Saved entries:
━━━━━━━━━━

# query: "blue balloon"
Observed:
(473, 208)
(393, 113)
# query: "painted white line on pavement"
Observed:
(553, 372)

━━━━━━━━━━

Return every record above. Copy each one exactly.

# query: "blue balloon"
Observed:
(473, 208)
(393, 113)
# query: "painted white line on pavement"
Observed:
(553, 372)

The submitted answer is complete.